§ **Task description**: Return each line of the records in which the word "white" occurs, copied in full. Treat uppercase and lowercase letters as different.

* BEGIN Source records *

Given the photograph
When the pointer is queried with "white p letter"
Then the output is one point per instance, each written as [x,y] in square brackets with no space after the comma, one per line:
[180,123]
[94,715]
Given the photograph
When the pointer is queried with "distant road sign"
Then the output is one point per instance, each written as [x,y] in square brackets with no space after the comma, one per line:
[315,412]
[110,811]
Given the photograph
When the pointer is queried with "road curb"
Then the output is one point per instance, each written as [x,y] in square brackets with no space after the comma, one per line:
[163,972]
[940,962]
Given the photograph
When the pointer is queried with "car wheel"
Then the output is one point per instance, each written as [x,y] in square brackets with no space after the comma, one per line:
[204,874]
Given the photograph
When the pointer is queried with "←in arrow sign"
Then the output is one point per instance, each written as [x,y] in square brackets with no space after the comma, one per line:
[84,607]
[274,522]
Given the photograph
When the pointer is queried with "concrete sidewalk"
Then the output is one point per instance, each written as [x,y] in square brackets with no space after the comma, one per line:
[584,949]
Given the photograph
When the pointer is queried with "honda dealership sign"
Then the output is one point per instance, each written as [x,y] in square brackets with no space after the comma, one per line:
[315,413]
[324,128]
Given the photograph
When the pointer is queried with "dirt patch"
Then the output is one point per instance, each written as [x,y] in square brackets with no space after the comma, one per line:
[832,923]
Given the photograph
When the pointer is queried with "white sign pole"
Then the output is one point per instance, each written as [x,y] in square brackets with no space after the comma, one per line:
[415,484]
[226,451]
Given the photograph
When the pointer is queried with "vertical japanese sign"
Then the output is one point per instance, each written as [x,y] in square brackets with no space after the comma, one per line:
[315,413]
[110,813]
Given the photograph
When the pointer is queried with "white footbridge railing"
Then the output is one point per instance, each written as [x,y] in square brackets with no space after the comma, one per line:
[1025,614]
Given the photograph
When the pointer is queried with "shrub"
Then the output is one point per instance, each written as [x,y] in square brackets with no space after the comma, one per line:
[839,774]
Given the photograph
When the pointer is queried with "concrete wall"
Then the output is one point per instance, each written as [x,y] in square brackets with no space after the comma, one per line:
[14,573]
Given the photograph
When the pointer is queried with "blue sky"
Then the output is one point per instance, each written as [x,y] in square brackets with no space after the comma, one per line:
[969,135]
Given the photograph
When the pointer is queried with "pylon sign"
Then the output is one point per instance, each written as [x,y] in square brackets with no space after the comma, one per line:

* END Source records *

§ **Solution to the problem**:
When the pointer is queried with "white p letter"
When the pointer is queried with "white sign pole"
When the pointer is queried with "white footbridge railing"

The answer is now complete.